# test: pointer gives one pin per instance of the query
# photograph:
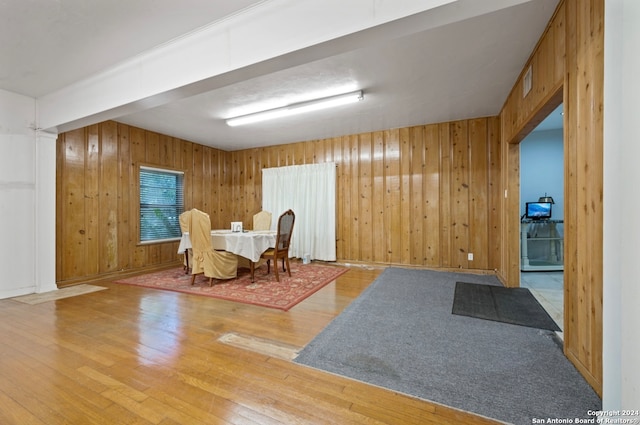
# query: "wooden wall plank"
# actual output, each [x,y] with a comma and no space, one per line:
[108,198]
[569,59]
[416,199]
[479,193]
[446,232]
[430,196]
[397,191]
[378,194]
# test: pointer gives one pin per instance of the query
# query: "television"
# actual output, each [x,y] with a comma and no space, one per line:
[538,210]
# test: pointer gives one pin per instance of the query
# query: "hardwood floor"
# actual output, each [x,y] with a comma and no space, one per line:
[131,355]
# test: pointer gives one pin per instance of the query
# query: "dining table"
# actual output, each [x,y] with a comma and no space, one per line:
[249,244]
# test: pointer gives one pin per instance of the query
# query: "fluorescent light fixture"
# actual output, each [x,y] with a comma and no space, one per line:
[297,108]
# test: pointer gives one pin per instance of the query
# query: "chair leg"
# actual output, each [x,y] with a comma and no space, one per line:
[288,266]
[275,268]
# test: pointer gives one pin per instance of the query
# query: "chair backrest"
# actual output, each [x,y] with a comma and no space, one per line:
[285,229]
[200,231]
[262,220]
[185,221]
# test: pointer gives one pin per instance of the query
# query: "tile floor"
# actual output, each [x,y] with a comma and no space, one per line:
[548,288]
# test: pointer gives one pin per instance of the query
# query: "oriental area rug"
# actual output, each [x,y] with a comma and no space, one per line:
[265,291]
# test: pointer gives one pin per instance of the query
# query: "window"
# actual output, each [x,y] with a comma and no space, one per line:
[161,203]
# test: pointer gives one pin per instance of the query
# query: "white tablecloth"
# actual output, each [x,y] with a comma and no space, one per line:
[246,244]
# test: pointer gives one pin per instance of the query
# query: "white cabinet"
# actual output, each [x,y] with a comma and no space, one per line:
[542,245]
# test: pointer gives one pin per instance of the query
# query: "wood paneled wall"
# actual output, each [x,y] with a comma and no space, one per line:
[569,63]
[583,144]
[97,196]
[519,116]
[423,196]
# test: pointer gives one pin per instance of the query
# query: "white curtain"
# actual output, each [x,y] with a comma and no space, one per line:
[310,191]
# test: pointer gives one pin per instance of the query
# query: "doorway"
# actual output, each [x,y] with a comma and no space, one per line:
[542,180]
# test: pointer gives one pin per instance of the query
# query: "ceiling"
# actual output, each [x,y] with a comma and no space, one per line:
[460,70]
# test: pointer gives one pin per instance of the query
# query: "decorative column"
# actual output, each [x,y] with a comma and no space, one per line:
[45,212]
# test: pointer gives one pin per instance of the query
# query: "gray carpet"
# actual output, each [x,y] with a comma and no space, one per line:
[400,334]
[517,306]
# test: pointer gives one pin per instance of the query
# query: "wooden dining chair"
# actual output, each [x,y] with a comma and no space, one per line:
[283,240]
[212,263]
[185,223]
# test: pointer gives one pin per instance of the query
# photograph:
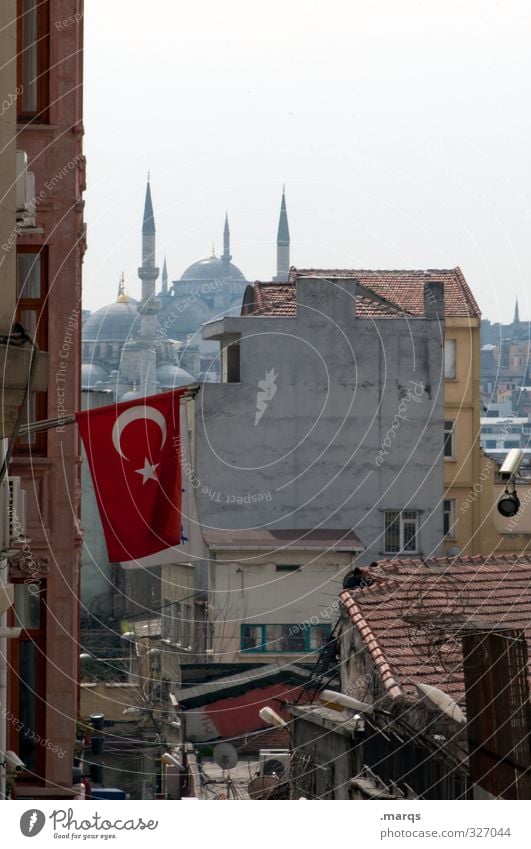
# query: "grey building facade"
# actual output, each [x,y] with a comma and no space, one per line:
[327,417]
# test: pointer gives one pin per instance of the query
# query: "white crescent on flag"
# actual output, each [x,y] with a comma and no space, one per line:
[131,415]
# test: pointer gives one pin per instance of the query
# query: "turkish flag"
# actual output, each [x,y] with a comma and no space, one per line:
[134,455]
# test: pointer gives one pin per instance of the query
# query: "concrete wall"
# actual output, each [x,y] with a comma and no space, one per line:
[462,404]
[324,451]
[248,588]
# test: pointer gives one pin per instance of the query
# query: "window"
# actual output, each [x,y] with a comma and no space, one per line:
[401,531]
[450,359]
[449,439]
[233,363]
[284,638]
[33,315]
[171,621]
[449,518]
[28,674]
[33,21]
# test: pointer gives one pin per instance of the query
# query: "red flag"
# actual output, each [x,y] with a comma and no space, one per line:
[133,451]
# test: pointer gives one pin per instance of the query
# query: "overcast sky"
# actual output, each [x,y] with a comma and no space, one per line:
[401,129]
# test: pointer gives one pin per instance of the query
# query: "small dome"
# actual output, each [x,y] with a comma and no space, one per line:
[212,268]
[91,375]
[132,395]
[170,376]
[116,322]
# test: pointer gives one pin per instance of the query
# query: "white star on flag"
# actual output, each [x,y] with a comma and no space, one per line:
[148,472]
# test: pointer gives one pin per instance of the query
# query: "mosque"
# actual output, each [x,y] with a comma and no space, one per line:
[137,348]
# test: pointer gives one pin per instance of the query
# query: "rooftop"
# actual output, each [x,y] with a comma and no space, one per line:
[403,290]
[412,618]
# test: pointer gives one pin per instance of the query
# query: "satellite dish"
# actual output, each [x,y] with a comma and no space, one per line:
[225,755]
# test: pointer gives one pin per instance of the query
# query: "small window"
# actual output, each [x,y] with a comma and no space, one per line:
[450,359]
[449,439]
[251,638]
[32,313]
[401,531]
[449,518]
[277,638]
[233,362]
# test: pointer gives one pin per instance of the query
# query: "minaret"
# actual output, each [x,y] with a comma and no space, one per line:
[149,306]
[164,278]
[226,257]
[282,274]
[122,294]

---+---

= Do this =
Show every line in the rows above that contains the word "white", treating uppercase and lowercase as different.

= Finished exercise =
# query: "white tablecloth"
# query: "white cabinet"
# query: "white curtain"
# query: "white crescent on flag"
# query: "white star on flag"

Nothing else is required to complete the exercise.